=== The input ===

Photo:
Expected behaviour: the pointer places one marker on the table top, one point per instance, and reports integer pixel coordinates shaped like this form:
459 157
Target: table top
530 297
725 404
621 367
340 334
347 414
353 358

===

Goal: Reproduce every line of the data above verbatim, without any alteration.

Written solution:
Photo:
Expected behaviour: the pointer places one marker on the table top, one point per instance, and reports integer pixel coordinates shaped like this form:
459 157
Target: table top
530 297
725 404
621 367
340 334
347 414
353 358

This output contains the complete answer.